What you should do: Please set down exactly the lines of the listing below from the line containing "Query: dried seed pod" through the line containing "Query: large curved catkin", both lines included, leaving out all other lines.

Input records: Begin

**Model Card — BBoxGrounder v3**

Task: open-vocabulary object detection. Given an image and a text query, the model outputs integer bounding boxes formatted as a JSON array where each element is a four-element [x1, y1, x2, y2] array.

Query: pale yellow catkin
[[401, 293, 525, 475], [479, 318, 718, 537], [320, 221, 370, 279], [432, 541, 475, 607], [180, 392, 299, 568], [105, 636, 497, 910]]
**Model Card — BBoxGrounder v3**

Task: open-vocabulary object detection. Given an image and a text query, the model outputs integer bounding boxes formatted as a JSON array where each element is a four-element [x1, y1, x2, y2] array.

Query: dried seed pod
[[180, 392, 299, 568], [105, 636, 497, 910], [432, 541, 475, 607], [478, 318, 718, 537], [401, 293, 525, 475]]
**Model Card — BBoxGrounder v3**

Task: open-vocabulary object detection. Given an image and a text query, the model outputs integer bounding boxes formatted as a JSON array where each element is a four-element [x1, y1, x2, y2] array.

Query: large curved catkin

Input records: End
Input records: Begin

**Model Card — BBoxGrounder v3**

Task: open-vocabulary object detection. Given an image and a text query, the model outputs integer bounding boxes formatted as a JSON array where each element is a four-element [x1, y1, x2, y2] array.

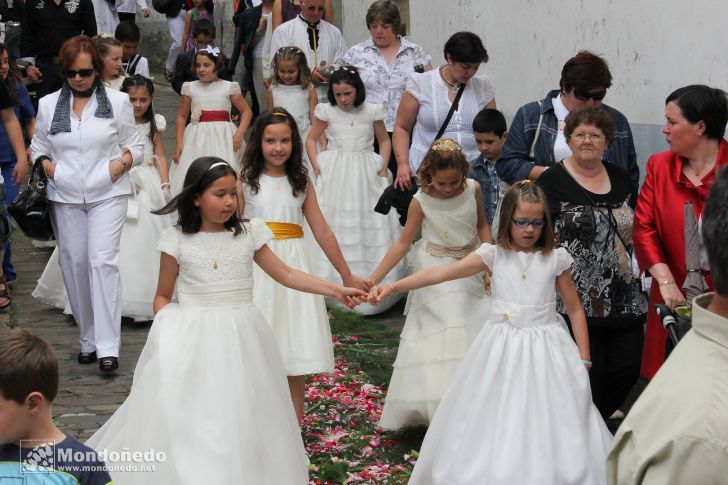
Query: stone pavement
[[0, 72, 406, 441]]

Input records: End
Input records: Begin

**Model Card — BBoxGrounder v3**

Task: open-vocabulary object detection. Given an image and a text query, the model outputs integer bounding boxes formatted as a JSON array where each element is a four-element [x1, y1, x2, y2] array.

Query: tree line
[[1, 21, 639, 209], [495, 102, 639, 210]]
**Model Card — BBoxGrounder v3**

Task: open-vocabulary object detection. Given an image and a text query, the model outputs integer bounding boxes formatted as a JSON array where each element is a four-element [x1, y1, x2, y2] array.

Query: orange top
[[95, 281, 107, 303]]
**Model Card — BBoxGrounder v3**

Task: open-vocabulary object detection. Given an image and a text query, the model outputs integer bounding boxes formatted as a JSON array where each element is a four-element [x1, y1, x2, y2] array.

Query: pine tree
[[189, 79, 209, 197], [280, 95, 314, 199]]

Input records: End

Your response:
Query: dried seed pod
[[180, 392, 299, 568], [105, 636, 497, 910], [432, 541, 475, 607], [478, 318, 718, 537], [401, 293, 525, 475]]
**Model Card — BBoxGrounder v3**

Task: open-vocabulary object detection. Given an image and a text query, the model outputs integer bounding boxes formatted as a JSON array where each element is a four-element [x1, y1, x2, y2] array.

Query: large curved catkin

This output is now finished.